-- begin SELECTION --

HotDep'07 will
be part of
the 2007 International Conference on Dependable Systems and Networks (DSN
2007, 25-28 June 2007), in Edinburgh, UK. HotDep'07 is co-sponsored by
USENIX, The Advanced Computing Systems Association.
Important Dates
- Paper
submissions due: 15 February 2007 23:59 GMT (3:59pm PST)
This is a firm deadline: no extensions will be given.
For the current GMT time, see
the World Clock.
-
Notification of acceptance: 31 March 2007
- Final
papers due: 4 May 2007
- Workshop:
26 June 2007
Workshop Organizers
Program
Co-Chairs
Miguel Castro, Microsoft Research, Cambridge
John Wilkes,
Hewlett-Packard Labs
Program
Committee
Marcos K. Aguilera, Hewlett-Packard Labs
Lorenzo Alvisi,
University of Texas at Austin
Paul Barham, Microsoft Research, Cambridge
Garth Gibson, Carnegie Mellon University
Anne-Marie Kermarrec,
INRIA, Rennes
Petros Maniatis, Intel Research
Armando Fox,
University of California, Berkeley
Ashvin Goel, University of Toronto
Rick Schlichting,
AT&T Labs
Paulo Verissimo, University of Lisboa, Portugal
Yuanyuan Zhou,
University of Illinois at Urbana-Champaign
Willy Zwaenepoel, EPFL, Lausanne
Steering Committee Chair
George Candea, EPFL, Lausanne
Overview
Authors are invited to submit position papers to the Third Workshop on Hot
Topics in System Dependability (HotDep'07). The workshop will be part of
the 2007 International Conference on Dependable Systems and Networks (DSN
2007, 25-28 June 2007), in Edinburgh, UK.

-- end SELECTION --
-- begin INFORMATION SUPPLIED --

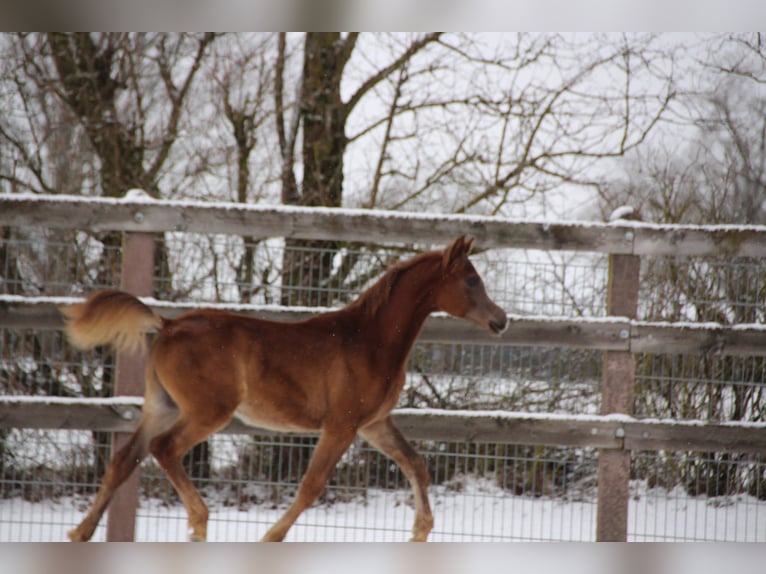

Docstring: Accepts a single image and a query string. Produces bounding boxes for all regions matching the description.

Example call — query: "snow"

-- end INFORMATION SUPPLIED --

◆ PROBLEM STATEMENT ◆
Continue the HotDep'07 call for papers from the end of its last sentence.

◆ ANSWER BELOW ◆
The goals of
HotDep'07 are to bring forth cutting-edge research ideas spanning the domains
of fault tolerance/reliability and systems, and to build linkages between the
two communities (e.g., between people who attend traditional "dependability"
conferences such as DSN and ISSRE, and those who attend "systems" conferences
such as OSDI, SOSP, and EuroSys). Previous HotDep workshop programs are
available at http://hotdep.org/.
HotDep'07 will
center on critical components of the infrastructures touching our everyday
lives: operating systems, networking, security, wide-area and enterprise-scale
distributed systems, mobile computing, compilers, and language design. We seek
participation and contributions from both academic researchers and industry
practitioners to achieve a mix of long-range research vision and technology
ideas anchored in immediate reality.
Position papers
(maximum length of 5 pages) should preferably do one of the following:
- describe a novel approach to an old problem
- debunk an old, entrenched perspective on dependability
- articulate a brand-new perspective on existing problems in dependability
- describe an emerging problem (and, possibly, a solution) that must be
addressed by the dependable-systems research community
The program
committee will favor papers that are likely to generate healthy debate at the
workshop, and ones that might open up new, interesting directions. We recognize that many ideas will not be 100% fleshed out and/or
entirely backed up by quantitative measurements, but papers that lack credible
motivation and some evidence of plausibility are likely to be rejected.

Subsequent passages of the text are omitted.